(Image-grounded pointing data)
____________
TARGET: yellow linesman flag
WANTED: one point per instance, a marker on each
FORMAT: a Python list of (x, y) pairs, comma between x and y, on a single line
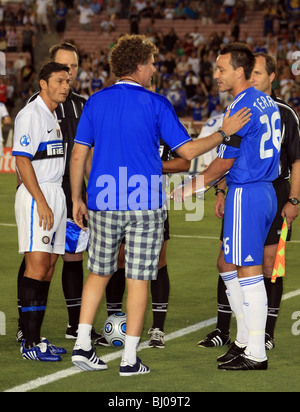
[(279, 265)]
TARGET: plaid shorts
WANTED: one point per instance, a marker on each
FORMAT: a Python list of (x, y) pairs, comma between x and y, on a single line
[(143, 231)]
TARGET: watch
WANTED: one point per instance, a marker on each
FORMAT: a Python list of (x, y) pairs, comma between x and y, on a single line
[(222, 133)]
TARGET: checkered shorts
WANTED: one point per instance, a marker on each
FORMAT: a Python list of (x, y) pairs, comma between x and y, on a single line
[(143, 231)]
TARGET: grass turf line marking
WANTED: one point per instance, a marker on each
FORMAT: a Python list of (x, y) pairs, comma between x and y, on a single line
[(36, 383)]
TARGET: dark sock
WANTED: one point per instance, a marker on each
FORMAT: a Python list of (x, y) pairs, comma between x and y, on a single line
[(224, 309), (160, 290), (115, 291), (72, 282), (32, 310), (20, 278), (274, 293)]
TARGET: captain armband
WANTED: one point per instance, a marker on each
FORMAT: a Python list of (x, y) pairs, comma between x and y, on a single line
[(233, 140)]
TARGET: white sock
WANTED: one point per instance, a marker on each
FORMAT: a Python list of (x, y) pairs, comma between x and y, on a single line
[(255, 312), (130, 348), (236, 300), (84, 336)]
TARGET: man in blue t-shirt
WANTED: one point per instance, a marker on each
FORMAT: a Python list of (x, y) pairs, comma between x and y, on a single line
[(124, 123), (252, 159)]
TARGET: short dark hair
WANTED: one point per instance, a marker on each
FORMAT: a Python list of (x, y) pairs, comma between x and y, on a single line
[(62, 46), (271, 65), (129, 52), (51, 67), (241, 56)]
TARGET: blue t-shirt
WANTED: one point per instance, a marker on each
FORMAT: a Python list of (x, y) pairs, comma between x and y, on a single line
[(124, 123), (257, 158)]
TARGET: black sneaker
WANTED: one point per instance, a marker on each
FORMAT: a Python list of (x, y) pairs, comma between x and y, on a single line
[(101, 341), (156, 338), (269, 342), (215, 338), (233, 351), (19, 335), (242, 363)]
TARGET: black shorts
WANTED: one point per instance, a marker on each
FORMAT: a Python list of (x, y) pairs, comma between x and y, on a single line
[(66, 185), (282, 189)]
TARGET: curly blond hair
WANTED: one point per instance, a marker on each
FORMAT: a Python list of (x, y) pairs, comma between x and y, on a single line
[(129, 52)]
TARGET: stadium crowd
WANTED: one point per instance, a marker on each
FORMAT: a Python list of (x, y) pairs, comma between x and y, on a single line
[(185, 65)]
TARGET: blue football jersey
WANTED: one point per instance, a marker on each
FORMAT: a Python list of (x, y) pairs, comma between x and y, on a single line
[(124, 123), (257, 158)]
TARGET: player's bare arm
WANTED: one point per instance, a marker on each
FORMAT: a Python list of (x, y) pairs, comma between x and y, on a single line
[(24, 166), (220, 199), (289, 210), (230, 126), (77, 170), (215, 170)]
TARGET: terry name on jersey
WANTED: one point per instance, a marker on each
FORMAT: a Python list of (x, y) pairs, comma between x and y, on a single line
[(264, 102)]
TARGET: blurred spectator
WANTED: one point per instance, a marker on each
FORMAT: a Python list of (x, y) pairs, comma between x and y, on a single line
[(86, 15), (179, 11), (3, 90), (12, 39), (169, 12), (148, 11), (3, 37), (205, 67), (28, 40), (190, 84), (134, 20), (188, 45), (95, 6), (140, 5), (108, 25), (61, 17), (112, 9), (170, 39), (42, 15), (269, 17), (294, 99), (29, 17)]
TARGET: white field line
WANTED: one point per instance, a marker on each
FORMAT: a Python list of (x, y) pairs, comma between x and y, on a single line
[(34, 384)]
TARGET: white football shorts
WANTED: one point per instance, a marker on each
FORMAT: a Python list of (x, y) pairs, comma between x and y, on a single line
[(32, 237)]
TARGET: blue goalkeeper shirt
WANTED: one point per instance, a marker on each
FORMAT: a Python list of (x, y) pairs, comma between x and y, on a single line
[(124, 123), (257, 158)]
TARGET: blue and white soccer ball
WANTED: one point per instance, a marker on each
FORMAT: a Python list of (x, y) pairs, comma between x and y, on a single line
[(114, 329)]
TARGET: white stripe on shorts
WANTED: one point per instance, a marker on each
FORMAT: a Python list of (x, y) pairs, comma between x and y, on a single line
[(237, 227)]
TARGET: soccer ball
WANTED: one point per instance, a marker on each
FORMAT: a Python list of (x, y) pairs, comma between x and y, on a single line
[(114, 329)]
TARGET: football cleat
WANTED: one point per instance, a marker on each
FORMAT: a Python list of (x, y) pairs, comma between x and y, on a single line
[(137, 369), (87, 360), (156, 338), (269, 342), (233, 351), (40, 352), (101, 341), (19, 335), (215, 338), (71, 332), (54, 349), (243, 363)]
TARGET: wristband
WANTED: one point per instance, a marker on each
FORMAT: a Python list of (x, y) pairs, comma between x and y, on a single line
[(220, 191)]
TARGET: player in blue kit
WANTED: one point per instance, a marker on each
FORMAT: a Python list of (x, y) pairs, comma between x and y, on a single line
[(252, 159), (125, 197)]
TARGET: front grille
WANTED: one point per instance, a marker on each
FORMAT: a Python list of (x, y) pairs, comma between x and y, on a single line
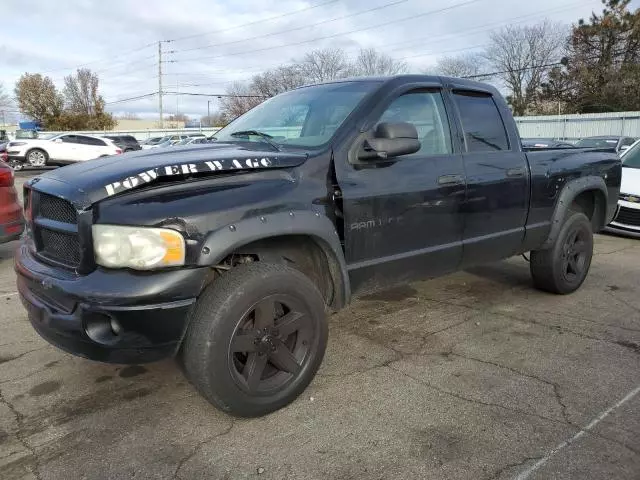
[(58, 243), (60, 247), (55, 208), (628, 216)]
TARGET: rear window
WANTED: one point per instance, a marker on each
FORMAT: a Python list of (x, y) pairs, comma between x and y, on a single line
[(481, 121), (597, 143)]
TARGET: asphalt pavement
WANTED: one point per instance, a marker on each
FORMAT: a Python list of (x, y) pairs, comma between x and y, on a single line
[(471, 376)]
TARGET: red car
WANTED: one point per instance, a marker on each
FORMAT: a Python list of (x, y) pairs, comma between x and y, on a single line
[(11, 218)]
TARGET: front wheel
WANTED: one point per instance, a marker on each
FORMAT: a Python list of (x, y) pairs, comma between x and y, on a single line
[(256, 339), (37, 158), (564, 266)]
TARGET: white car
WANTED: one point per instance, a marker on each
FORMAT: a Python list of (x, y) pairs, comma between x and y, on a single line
[(627, 218), (59, 150)]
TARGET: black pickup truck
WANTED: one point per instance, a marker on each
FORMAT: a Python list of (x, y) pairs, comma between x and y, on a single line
[(228, 255)]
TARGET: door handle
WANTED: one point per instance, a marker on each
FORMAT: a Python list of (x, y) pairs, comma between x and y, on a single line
[(451, 180), (515, 172)]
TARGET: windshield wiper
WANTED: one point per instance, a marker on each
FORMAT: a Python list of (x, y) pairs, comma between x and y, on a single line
[(265, 136)]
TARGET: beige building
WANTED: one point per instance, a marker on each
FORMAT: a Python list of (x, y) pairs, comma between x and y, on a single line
[(142, 124)]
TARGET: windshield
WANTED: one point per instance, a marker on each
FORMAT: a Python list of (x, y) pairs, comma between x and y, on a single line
[(597, 143), (306, 117), (631, 157)]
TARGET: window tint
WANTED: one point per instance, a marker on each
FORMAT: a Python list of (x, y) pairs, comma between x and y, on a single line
[(70, 139), (425, 110), (481, 122)]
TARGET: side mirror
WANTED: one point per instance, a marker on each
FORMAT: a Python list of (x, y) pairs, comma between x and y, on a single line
[(390, 140)]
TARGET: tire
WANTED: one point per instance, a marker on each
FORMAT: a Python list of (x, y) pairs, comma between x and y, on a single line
[(37, 158), (16, 165), (243, 367), (564, 266)]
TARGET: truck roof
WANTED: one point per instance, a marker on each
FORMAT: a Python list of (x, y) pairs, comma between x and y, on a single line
[(407, 78)]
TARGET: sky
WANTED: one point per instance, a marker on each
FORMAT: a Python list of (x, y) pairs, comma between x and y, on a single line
[(208, 45)]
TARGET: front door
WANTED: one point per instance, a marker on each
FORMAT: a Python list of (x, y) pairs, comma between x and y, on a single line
[(402, 218), (497, 202)]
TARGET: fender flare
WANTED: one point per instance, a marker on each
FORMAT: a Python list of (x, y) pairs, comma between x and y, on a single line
[(220, 243), (568, 194)]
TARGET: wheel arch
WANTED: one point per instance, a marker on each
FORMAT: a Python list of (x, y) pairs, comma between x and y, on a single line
[(306, 240), (587, 194)]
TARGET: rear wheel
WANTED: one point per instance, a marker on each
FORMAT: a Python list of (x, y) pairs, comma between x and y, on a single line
[(564, 266), (256, 339), (37, 157)]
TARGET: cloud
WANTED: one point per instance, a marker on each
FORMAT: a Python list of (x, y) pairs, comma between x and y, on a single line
[(118, 39)]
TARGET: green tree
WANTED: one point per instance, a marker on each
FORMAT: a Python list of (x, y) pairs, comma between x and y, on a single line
[(38, 98)]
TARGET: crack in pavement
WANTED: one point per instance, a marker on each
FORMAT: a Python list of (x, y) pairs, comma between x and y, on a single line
[(479, 402), (624, 302), (20, 436), (11, 359), (616, 251), (500, 471), (554, 385), (198, 447)]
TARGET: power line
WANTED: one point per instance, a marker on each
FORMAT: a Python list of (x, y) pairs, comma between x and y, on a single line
[(481, 28), (304, 27), (311, 7), (129, 52), (384, 24), (129, 99), (219, 95), (523, 69)]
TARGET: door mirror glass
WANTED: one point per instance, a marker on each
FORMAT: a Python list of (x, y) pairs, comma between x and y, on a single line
[(390, 140)]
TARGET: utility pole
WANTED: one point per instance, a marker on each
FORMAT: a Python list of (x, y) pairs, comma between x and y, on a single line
[(160, 82)]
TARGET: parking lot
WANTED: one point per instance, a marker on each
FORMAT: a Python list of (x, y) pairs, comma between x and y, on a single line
[(471, 376)]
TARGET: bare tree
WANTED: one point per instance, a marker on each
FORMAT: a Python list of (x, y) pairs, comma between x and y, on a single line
[(521, 55), (465, 65), (372, 62), (278, 80), (81, 92), (38, 98), (324, 65), (240, 99), (4, 98)]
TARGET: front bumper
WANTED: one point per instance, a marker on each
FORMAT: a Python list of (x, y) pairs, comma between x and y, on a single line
[(114, 316), (626, 219)]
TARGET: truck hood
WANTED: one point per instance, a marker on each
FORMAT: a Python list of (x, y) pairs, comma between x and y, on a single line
[(106, 177)]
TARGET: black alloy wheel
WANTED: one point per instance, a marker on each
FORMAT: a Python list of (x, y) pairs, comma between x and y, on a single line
[(256, 338), (270, 344)]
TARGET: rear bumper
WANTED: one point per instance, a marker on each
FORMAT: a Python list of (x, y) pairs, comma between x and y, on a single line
[(109, 316)]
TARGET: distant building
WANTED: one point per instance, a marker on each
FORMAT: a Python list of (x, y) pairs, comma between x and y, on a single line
[(145, 124)]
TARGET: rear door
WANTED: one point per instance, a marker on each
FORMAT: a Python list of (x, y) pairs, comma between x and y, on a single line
[(497, 177), (65, 150), (403, 217)]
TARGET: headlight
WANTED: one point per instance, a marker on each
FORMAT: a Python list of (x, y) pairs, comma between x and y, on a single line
[(140, 248)]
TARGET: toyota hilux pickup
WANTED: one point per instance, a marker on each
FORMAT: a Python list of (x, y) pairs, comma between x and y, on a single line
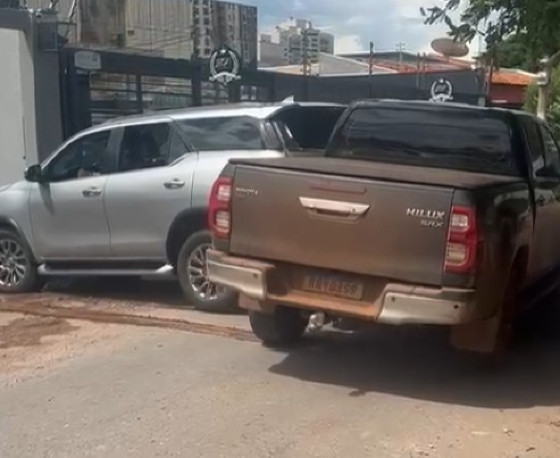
[(420, 213)]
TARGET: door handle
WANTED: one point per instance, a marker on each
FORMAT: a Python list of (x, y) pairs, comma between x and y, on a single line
[(174, 184), (349, 211), (91, 192)]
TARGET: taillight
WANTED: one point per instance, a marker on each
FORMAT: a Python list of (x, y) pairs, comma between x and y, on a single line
[(219, 208), (462, 241)]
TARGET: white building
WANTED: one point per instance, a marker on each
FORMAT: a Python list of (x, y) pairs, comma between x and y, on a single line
[(294, 42)]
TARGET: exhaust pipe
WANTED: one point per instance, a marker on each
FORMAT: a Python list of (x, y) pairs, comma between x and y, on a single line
[(317, 322)]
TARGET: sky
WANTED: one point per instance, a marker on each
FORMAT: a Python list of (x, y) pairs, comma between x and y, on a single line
[(357, 22)]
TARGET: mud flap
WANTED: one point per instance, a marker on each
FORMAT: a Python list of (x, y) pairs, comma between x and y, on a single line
[(480, 337)]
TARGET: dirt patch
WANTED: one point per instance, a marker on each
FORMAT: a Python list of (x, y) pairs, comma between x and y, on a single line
[(28, 331), (102, 316)]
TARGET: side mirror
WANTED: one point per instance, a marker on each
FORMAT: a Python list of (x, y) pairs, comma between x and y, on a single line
[(34, 174)]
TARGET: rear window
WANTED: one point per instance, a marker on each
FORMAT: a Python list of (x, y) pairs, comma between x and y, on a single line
[(466, 140), (217, 134)]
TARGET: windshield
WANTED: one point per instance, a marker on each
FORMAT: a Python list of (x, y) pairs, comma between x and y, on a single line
[(469, 140)]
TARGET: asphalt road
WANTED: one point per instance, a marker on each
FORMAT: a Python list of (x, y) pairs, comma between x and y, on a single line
[(143, 392)]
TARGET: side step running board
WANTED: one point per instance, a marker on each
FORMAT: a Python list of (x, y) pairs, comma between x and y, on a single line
[(164, 271)]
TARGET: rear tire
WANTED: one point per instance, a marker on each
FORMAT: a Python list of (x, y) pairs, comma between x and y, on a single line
[(193, 278), (18, 272), (285, 326)]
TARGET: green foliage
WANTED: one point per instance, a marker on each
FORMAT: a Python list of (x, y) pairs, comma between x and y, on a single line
[(531, 25)]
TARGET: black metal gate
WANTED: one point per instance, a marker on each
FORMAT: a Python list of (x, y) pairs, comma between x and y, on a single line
[(100, 85)]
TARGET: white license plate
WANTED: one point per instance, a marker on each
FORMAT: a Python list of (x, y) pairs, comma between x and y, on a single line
[(333, 286)]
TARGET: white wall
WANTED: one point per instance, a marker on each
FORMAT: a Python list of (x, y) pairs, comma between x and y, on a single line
[(18, 143)]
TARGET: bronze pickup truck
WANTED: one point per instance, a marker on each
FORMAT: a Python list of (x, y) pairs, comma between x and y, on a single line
[(419, 213)]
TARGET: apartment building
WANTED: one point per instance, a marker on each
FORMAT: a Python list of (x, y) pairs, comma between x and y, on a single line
[(168, 28), (293, 42), (217, 23)]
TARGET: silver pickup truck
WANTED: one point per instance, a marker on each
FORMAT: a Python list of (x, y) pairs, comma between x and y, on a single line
[(129, 197)]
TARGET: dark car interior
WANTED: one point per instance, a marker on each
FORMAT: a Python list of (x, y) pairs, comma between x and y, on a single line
[(307, 128)]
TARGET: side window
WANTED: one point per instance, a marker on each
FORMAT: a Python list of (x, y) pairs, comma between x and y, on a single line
[(85, 157), (536, 148), (223, 133), (144, 146), (177, 147), (551, 152)]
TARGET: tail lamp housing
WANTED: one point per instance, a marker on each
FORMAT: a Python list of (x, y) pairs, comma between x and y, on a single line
[(462, 241), (219, 208)]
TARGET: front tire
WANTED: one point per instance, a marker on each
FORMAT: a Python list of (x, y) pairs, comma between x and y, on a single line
[(285, 326), (18, 272), (193, 278)]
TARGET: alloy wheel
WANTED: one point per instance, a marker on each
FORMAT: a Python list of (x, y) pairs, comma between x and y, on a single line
[(13, 263), (198, 275)]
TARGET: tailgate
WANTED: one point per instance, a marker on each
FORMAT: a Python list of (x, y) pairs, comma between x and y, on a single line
[(392, 230)]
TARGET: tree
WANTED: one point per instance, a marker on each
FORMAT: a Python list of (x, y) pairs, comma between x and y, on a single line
[(553, 112), (535, 23)]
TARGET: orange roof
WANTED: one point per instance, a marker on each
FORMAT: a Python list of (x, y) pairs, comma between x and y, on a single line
[(512, 79)]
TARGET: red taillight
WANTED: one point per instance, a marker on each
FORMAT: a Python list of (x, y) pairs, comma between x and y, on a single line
[(462, 241), (219, 208)]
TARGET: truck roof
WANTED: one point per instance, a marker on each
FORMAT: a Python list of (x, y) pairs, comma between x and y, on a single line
[(431, 106), (254, 110)]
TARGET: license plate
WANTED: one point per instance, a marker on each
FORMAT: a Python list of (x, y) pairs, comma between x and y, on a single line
[(333, 286)]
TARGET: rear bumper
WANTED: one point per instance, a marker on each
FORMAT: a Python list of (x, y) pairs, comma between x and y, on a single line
[(390, 303)]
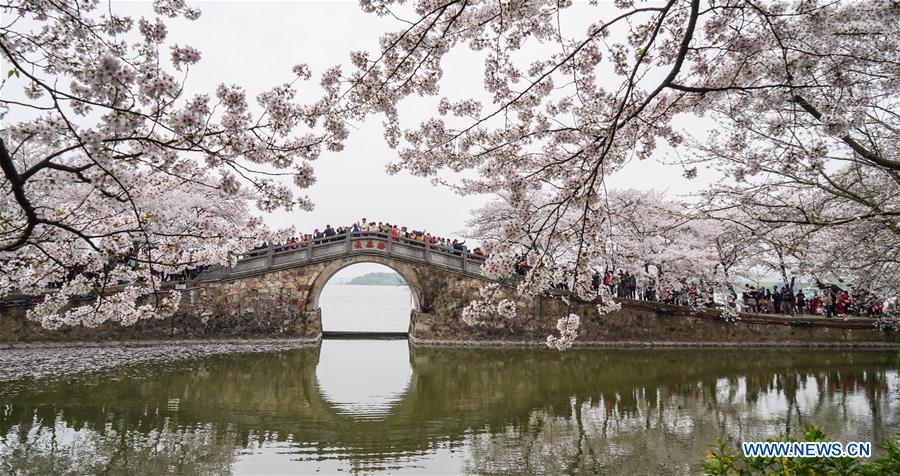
____________
Task to complete → Ascertain the number of lines in the entries that include the word "shorts", and report only that number.

Exercise output → 5